→ Reading text:
══════════
# Piatnik's revenge



## franknagy

I am sure we are playing with the card decks made of same manufacturer *Piatnik* for 150 years.
Do Bohemian card players know the expression _*Piatnikova msta = Piatnik's revenge*_?


----------



## franknagy

I use this expression for the case when somebody does not utilize his good cards and in the next deals he gets wrong cards [because of the revenge of the famous card manufacturer Ferdinand Piatnik's spirit].


----------



## Maaveho

I have never heard such an expression.


----------



## kelt

I agree with Maaveho – I never heard the expression in Czech. Although Piatnik, as a cards manufacturer, is known in the Czech Republic.


----------



## franknagy

Hi Kelt,
Please quote some typical sayings or stories of Czech cars players.
Let me return to the original question: _What do yo say when you had missed to win with your excellent deal and after it you got wrong cards in series?_


----------



## kelt

franknagy said:


> Hi Kelt,
> Please quote some typical sayings or stories of Czech cars players.
> Let me return to the original question: _What do yo say when you had missed to win with your excellent deal and after it you got wrong cards in series?_



_Smůla, smolka, nebylo mi shůry dáno, neměl jsem štěstí._ These are only general sayings, not sure to which degree they're relevant to the game of cards.

Maybe others, more passionate card players, will know better.


----------
══════════
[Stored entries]
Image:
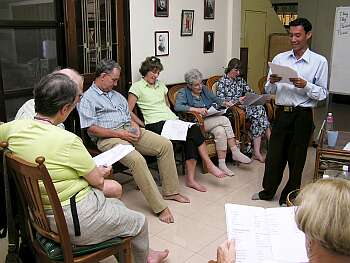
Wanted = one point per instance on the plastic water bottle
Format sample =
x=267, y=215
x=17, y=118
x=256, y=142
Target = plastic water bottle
x=329, y=122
══════════
→ Given task:
1. In the Piatnik's revenge thread, for how many years does franknagy say players have used card decks from Piatnik?
2. What does Maaveho say about the expression?
3. Which Czech sayings does kelt offer in the last post?

→ Task response:
1. 150 years.
2. Maaveho has never heard such an expression.
3. "Smůla, smolka, nebylo mi shůry dáno, neměl jsem štěstí."